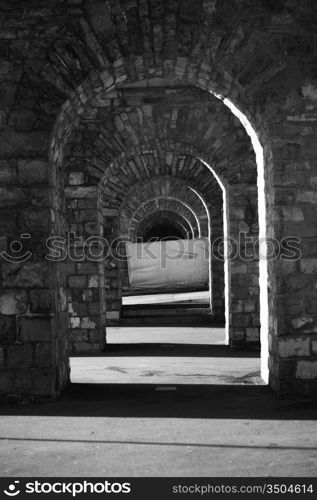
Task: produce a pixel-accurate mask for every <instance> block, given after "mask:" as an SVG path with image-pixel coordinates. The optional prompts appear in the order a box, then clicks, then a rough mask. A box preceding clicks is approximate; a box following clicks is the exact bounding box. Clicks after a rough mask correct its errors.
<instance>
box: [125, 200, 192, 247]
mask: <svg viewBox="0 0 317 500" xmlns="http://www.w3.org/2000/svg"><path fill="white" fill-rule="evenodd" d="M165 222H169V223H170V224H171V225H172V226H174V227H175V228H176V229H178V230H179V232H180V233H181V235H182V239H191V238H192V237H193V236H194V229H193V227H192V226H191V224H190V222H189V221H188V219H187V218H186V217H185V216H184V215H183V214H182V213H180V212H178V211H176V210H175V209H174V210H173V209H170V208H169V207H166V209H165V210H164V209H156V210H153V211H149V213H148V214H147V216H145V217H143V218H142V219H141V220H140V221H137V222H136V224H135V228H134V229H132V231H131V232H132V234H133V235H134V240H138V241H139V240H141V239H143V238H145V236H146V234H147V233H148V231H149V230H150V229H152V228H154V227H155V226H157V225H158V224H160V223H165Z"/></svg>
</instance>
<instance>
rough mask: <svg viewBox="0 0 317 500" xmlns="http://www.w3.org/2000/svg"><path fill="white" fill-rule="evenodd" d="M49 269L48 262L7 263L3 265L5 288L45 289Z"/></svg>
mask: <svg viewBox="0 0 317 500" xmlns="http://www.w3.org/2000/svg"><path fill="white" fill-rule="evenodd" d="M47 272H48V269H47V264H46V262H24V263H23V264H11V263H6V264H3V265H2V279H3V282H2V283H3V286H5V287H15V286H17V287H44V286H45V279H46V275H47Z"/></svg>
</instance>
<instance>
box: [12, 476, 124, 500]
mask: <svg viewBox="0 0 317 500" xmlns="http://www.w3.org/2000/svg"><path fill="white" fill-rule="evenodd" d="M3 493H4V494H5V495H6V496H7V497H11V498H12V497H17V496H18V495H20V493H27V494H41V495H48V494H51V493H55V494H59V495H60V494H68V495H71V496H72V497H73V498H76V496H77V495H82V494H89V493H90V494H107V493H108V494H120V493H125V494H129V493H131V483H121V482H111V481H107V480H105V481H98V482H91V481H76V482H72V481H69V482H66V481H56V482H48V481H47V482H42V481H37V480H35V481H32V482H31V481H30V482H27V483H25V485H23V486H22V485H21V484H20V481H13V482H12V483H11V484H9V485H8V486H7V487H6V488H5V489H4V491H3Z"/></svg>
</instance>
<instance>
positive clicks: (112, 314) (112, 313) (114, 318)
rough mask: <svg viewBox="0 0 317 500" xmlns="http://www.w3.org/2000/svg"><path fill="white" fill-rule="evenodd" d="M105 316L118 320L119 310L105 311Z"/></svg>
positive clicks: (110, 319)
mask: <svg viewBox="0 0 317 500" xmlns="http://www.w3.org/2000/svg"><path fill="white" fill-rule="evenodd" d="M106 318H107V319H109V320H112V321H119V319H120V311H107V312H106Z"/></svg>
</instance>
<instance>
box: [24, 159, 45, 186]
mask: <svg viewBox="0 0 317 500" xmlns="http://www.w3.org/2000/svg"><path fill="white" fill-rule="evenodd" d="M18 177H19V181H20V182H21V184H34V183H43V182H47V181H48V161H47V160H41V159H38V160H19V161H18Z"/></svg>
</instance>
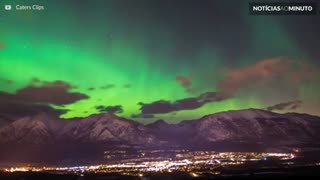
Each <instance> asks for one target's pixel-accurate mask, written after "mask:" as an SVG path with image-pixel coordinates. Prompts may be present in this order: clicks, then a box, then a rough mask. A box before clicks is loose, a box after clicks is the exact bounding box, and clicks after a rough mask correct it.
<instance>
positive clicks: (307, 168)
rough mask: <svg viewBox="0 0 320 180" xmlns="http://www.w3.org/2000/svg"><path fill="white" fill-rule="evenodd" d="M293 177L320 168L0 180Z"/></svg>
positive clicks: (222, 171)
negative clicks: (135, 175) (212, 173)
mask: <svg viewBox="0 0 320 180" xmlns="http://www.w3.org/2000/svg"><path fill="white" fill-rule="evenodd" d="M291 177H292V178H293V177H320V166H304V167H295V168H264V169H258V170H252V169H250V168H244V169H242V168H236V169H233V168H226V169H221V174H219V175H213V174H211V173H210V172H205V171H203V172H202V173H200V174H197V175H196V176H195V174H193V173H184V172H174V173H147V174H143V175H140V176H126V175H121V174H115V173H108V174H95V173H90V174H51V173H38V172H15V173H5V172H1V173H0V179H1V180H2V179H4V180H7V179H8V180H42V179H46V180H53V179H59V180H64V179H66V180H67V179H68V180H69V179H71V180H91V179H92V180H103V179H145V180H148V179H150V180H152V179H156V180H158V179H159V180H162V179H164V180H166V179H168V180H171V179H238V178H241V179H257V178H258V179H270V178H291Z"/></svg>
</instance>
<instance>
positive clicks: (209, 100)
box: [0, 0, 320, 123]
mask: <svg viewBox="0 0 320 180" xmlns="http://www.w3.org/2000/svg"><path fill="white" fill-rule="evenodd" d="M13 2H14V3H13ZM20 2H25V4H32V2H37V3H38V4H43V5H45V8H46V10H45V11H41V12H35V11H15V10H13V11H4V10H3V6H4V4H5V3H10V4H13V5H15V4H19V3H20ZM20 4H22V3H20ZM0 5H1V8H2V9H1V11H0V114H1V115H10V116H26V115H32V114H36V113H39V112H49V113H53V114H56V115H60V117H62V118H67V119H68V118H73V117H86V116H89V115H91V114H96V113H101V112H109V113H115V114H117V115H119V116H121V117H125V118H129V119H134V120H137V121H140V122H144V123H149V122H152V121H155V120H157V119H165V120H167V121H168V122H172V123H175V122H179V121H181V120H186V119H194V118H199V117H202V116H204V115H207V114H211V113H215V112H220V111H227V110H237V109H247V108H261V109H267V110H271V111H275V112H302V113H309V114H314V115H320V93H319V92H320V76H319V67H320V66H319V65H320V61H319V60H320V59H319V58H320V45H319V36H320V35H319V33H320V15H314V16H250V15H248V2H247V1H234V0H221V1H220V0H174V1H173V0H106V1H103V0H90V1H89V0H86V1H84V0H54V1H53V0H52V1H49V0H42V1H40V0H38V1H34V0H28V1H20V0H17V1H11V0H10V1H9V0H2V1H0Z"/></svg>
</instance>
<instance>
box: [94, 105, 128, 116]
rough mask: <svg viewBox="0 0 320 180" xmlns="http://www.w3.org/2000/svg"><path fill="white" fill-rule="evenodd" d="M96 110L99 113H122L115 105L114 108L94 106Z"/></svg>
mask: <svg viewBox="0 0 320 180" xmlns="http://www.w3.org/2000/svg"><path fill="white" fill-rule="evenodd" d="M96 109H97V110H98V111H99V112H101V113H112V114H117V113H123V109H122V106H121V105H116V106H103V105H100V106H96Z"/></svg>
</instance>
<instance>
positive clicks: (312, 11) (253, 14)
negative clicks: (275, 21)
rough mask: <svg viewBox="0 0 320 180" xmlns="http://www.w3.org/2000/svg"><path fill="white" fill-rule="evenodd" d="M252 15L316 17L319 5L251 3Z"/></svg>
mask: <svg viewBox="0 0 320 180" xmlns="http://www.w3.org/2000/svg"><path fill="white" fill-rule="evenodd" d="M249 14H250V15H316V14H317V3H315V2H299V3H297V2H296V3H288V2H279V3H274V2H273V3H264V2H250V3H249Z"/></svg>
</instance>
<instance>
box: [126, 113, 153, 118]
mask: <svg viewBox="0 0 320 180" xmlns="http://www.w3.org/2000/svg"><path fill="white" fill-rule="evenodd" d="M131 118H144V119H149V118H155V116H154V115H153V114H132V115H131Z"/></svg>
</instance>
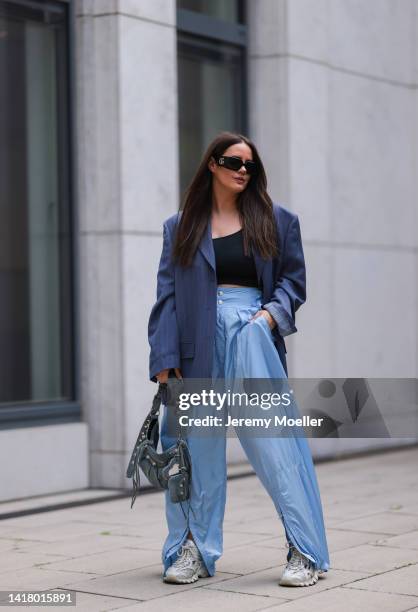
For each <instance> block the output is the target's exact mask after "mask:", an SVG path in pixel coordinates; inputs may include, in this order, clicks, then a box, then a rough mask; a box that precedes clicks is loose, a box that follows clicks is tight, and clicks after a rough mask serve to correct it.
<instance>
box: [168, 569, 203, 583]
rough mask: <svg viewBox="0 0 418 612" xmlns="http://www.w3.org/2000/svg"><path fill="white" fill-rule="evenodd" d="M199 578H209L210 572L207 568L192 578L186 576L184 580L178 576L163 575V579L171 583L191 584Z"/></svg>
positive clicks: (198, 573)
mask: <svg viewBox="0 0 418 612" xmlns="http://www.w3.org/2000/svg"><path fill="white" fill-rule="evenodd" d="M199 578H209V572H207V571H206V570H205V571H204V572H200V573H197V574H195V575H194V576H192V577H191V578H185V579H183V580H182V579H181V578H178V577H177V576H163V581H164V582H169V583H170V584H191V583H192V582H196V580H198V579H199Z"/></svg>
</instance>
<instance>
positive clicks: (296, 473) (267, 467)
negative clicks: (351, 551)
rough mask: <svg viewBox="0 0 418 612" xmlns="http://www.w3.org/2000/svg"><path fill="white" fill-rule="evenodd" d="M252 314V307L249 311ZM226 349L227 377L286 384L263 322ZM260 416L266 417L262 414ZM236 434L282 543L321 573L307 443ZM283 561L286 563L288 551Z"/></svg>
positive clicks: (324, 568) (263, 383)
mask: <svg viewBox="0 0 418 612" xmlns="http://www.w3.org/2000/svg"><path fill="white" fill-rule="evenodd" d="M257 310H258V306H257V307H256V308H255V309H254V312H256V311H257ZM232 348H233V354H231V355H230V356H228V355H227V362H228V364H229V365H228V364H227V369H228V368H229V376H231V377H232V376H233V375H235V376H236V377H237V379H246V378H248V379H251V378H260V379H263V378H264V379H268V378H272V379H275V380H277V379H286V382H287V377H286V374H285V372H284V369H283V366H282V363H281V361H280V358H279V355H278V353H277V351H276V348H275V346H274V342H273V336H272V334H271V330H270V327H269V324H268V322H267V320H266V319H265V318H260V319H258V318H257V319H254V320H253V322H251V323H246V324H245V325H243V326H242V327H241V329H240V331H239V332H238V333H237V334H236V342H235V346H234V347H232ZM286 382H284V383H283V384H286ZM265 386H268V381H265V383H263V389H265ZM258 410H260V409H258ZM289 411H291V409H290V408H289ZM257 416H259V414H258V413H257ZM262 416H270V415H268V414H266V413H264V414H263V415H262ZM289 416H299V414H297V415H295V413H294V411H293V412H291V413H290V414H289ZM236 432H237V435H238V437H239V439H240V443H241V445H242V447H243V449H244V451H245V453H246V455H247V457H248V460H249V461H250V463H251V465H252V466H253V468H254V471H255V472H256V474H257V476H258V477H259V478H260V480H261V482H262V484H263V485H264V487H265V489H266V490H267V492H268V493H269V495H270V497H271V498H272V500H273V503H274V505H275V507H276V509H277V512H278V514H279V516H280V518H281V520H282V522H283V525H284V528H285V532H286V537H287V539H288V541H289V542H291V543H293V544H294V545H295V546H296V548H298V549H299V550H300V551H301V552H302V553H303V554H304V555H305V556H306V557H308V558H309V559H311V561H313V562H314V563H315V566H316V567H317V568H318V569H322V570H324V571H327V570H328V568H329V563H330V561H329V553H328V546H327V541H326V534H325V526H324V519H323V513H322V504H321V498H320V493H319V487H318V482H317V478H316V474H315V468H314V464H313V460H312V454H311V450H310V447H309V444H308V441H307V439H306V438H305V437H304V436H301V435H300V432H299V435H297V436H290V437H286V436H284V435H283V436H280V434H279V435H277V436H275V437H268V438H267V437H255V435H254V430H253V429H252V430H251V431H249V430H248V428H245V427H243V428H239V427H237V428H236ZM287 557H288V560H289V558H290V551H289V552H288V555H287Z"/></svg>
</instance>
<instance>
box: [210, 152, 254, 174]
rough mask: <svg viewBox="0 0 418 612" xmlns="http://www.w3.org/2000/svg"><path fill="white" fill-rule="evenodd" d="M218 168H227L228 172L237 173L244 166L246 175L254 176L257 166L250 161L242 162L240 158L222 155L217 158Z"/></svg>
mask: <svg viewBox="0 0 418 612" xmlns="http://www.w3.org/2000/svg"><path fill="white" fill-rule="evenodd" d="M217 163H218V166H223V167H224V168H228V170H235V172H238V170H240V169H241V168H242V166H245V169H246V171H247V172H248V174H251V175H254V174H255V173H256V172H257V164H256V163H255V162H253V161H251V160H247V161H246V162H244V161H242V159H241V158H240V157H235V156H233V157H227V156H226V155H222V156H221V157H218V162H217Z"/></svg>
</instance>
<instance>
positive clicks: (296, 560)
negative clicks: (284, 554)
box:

☆ ☆ ☆ ☆

What is being asked:
Each line above that contains the string "pixel" should be copied.

Result of the task:
Task: produce a pixel-accurate mask for every <instance> block, given after "mask:" as an SVG path with image-pixel coordinates. The optional prompts appear in the order a box, then clicks, then a rough mask. A box preceding clicks is approximate; a box following clicks is the exact bounding box. Clicks after a rough mask correct its errors.
Each <instance> asks for one target's pixel-accurate mask, written after "mask:" as an SVG path with image-pixel coordinates. Prompts may be present in this order: clicks, then a box, then a rough mask. A box before clicks is loose, a box after clicks is the exact bounding box, and clicks after a rough mask correct it.
For each <instance> block the output is the target's exact mask after "mask:", an SVG path in pixel coordinates; inputs may include, in this order, clicks, then a box, then a rough mask; a box that precedes clicks is loose, a box that follows clicks is tight, and clicks after a rough mask serve to correct it.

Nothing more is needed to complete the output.